_DOCUMENT EXTRACT_:

The problem, however, is that dissonance theory is ambiguous in terms of the source of the cognitive inconsistency. If, as the Schlenkers acknowledge, the dissonant cognition may relate to the self-concept (e.g., "I'm a friendly and helpful person. Yet I'm coming across as if I might not be that way at all because the experimenter wouldn't let me exhibit these qualities--I was given no choice."), then dissonance reduction is a viable alternative explanation. The Schlenkers' unwillingness to accept this explanation seems to be more a matter of overall discontent with dissonance theory's lack of precision (or an inability to pin it down, if you like) than the responsiveness of this particular explanation to their data.

Actually, there may be an even simpler dissonance theory interpretation: S's were merely bringing their questionnaire responses into line with their anticipated behavior. The no-choice, future interaction S's probably anticipated behaving in a positive and favorable manner toward the other experimental subject when the experimenter brings them together. Such S's will also know that the experimenter has told the other person that the favorable communication was assigned rather than chosen. These S's should have a greater reason to show both the experimenter and the other person that their attitudes and subsequent behavior are, in fact, consistent than S's whose free choice has already conveyed this.

_SET TASK 1_: In one to three sentences, say why, according to the dissonance theory passage, the no-choice, future-interaction subjects should have more reason to show that their attitudes and behavior are consistent.
_SET TASK 2_:
Answer these questions from the dissonance theory passage:
(a) In what way does the passage call dissonance theory ambiguous?
(b) According to the passage, what does the Schlenkers' unwillingness to accept the dissonance explanation seem to come from more?
(c) What do the no-choice, future-interaction subjects probably expect to do when the experimenter brings them together with the other subject?
_SET TASK 3_: Continue the dissonance theory passage from its last sentence.
The records after this are separate material with no connection to the dissonance theory passage.

_Object point labels_:

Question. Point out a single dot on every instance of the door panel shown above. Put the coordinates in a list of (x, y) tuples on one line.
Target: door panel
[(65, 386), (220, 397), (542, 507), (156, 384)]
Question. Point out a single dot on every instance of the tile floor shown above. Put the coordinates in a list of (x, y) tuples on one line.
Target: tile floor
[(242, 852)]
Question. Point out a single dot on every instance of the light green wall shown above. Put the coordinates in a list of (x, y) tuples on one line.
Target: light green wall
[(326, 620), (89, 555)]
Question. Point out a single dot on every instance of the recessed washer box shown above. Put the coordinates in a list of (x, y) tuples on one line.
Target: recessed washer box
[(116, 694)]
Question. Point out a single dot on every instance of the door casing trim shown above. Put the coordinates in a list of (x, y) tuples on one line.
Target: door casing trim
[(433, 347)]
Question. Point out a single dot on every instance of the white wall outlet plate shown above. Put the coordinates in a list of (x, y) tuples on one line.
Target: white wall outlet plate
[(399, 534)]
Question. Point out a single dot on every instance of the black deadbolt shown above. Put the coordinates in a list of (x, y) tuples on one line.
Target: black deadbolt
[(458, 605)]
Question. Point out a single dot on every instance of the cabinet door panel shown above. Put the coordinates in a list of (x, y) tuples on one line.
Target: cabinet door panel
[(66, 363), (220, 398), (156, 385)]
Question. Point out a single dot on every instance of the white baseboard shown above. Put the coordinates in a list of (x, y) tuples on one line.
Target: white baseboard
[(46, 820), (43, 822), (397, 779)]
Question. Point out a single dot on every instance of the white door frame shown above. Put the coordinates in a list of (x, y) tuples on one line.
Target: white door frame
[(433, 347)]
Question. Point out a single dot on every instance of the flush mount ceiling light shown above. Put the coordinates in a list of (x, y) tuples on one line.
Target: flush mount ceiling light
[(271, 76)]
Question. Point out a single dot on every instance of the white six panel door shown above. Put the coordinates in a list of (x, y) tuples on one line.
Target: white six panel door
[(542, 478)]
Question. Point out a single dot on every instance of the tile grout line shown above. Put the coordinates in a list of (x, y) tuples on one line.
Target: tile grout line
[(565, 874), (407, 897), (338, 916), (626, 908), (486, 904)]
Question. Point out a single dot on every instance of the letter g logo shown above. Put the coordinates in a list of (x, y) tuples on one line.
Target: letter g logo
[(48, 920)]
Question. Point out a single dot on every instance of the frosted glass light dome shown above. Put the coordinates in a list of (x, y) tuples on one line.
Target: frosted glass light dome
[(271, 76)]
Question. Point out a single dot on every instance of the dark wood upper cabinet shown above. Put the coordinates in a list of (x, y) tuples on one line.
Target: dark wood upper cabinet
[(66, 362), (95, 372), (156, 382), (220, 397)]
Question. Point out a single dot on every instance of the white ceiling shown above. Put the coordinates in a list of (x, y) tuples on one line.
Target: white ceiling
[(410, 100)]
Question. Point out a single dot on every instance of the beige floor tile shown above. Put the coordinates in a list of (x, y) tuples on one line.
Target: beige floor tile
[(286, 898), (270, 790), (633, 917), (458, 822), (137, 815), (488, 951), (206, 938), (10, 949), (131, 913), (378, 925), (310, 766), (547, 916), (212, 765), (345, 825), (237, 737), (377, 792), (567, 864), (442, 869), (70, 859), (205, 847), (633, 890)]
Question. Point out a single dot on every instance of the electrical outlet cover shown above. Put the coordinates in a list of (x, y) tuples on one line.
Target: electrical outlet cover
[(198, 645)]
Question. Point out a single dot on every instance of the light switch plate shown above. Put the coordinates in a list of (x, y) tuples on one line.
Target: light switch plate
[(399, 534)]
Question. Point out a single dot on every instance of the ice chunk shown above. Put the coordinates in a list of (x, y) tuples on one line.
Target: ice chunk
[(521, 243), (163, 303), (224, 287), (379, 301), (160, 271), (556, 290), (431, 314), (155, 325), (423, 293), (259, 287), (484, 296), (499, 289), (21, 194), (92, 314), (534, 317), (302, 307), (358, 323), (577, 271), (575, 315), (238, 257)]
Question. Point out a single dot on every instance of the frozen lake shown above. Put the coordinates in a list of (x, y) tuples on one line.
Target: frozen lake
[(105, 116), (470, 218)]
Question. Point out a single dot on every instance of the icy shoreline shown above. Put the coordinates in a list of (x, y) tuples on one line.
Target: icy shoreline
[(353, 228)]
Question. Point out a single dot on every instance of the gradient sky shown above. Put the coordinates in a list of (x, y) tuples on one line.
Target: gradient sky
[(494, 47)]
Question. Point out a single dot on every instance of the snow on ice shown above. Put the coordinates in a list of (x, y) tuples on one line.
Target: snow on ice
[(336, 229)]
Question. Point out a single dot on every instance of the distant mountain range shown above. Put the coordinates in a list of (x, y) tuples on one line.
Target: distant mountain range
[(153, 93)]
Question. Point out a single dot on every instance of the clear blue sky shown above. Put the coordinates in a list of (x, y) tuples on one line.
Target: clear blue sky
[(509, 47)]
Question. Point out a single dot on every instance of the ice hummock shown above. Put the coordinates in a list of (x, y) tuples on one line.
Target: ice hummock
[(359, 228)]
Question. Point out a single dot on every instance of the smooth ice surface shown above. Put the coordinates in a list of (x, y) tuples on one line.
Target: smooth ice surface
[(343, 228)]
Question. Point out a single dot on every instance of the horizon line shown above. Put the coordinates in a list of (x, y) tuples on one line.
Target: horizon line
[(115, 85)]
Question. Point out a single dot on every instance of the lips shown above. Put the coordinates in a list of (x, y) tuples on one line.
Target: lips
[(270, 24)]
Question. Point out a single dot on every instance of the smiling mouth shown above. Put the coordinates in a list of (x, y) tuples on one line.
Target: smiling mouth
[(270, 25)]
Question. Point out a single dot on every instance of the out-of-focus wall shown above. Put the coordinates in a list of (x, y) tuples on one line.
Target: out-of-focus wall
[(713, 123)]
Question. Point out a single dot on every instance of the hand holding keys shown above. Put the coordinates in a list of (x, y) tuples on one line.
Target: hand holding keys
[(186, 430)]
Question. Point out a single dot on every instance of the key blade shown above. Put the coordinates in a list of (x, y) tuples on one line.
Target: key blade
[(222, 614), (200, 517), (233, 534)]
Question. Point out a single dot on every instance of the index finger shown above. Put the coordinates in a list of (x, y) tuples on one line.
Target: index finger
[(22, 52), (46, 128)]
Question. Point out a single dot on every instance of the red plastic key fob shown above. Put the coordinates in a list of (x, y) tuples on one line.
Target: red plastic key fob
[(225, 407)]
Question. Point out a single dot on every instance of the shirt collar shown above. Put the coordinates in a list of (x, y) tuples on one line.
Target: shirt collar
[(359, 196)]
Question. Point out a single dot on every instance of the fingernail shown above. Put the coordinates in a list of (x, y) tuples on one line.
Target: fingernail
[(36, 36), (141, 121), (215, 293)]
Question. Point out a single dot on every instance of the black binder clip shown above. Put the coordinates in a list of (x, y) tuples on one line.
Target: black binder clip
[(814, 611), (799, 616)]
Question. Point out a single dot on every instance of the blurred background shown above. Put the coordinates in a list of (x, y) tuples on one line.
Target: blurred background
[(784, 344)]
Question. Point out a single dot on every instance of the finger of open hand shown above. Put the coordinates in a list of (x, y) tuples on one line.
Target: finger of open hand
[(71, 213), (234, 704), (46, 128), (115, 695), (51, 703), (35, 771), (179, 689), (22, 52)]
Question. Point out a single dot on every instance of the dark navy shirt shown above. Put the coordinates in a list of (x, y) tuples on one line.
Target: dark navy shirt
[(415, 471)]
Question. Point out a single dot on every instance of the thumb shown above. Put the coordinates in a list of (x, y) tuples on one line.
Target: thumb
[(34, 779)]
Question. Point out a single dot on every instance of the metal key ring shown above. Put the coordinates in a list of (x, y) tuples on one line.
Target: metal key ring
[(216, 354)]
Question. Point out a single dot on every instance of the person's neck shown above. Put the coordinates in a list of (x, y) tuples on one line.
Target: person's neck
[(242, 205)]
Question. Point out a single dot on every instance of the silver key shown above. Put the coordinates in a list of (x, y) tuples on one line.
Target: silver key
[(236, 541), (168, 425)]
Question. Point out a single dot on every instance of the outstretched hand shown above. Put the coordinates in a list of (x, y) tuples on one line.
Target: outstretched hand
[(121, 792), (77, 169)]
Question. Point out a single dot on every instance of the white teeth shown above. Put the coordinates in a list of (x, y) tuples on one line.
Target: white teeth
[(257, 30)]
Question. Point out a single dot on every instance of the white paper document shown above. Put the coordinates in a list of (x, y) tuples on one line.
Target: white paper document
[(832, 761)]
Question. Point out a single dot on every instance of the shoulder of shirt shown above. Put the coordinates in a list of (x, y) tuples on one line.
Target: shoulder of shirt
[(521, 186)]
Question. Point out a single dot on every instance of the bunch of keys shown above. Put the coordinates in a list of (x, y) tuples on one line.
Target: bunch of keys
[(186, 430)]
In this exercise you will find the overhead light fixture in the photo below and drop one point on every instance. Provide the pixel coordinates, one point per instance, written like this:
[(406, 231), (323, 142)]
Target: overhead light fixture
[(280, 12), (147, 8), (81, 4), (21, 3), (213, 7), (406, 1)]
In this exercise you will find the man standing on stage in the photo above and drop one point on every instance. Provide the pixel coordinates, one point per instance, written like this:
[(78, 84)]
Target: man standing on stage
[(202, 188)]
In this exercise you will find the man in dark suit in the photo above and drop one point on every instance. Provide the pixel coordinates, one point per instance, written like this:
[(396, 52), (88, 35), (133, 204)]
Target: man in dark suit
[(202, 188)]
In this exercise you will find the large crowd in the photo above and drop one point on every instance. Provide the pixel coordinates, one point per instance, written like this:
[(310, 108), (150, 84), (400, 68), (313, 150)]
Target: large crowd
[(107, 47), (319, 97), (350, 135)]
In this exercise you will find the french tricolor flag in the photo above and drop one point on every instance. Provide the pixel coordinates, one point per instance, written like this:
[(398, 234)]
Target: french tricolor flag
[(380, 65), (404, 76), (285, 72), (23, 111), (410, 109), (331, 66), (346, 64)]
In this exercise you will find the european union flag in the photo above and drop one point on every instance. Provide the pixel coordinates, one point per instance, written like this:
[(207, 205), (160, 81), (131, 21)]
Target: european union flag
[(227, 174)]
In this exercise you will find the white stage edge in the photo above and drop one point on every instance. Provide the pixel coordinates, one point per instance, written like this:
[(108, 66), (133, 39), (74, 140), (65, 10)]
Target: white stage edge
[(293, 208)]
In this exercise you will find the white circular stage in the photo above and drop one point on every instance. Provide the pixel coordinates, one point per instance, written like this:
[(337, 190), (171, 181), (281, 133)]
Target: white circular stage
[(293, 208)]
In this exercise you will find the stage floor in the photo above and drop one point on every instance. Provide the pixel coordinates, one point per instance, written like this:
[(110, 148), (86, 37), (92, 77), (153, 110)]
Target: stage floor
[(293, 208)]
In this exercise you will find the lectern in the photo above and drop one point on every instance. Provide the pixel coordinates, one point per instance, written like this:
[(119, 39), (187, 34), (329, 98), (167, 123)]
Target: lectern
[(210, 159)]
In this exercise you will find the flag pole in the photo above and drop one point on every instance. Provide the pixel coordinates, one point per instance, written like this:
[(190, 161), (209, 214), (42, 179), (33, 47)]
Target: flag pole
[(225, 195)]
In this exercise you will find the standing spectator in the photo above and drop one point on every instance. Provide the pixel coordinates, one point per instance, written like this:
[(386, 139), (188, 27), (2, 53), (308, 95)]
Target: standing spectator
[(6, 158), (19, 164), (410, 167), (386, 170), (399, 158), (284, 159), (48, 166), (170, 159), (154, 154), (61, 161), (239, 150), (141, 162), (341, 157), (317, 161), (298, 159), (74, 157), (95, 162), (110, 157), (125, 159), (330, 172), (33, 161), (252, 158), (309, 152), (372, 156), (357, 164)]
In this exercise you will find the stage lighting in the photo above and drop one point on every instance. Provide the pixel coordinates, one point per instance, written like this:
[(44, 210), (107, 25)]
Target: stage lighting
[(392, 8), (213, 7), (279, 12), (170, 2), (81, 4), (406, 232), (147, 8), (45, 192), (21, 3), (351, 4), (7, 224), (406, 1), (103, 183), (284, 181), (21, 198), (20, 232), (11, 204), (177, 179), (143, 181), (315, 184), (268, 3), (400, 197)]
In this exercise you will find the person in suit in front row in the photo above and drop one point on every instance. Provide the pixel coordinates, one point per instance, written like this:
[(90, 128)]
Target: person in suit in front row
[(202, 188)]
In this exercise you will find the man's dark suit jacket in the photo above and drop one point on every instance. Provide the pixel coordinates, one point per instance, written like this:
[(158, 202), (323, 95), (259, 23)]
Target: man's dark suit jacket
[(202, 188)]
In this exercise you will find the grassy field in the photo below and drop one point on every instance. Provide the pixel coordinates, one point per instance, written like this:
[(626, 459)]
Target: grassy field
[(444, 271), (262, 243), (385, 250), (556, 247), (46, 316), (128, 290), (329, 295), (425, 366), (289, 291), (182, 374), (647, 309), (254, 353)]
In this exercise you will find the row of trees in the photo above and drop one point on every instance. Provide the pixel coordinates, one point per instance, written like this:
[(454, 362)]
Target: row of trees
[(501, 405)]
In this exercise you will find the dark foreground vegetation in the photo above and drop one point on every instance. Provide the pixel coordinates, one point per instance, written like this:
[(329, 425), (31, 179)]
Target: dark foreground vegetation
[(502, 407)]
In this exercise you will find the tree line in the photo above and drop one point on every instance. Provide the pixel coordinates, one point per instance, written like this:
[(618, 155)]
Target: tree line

_ANSWER 1_: These subjects know the experimenter has told the other person that their favorable communication was assigned, not chosen. So they still need to show both the experimenter and the other person that their attitudes and later behavior match. Subjects who had a free choice have already shown this through that choice.

_ANSWER 2_:
(a) It is ambiguous about the source of the cognitive inconsistency.
(b) It seems to come more from general discontent with dissonance theory's lack of precision, or an inability to pin it down, than from how well this explanation fits their data.
(c) They probably expect to behave in a positive and favorable way toward the other subject.

_ANSWER 3_:
Now, whether this preference for consistency stems primarily from a desire for cognitive order (i.e., to eliminate confusions that might interfere with one's ability to behave clearly and convincingly-- see Jones and Garard, 1967, for a discussion of the value of an "unequivocal behavioral orientation."), or a desire to appear consistent and genuine (to be otherwise would be inconsistent with important self-concept attitudes) can't be definitively resolved in this study. Even worse, it looks like it is going to be very difficult indeed to design a study in which dissonance reduction and the maintenance and enhancement of social identity (as alternative explanations) are not somehow confounded.

Concerning the need for jousting with dissonance theory, my recommendation to Barry would be to let the dragon slumber, it's been pretty quiet of late and doesn't seem to be up and about too often. There isn't really any need to take it on. The issues, settings, and most importantly the interpersonal goals which are directly addressed by social identity theory are not directly captured or represented by the more cognitively oriented dissonance theory.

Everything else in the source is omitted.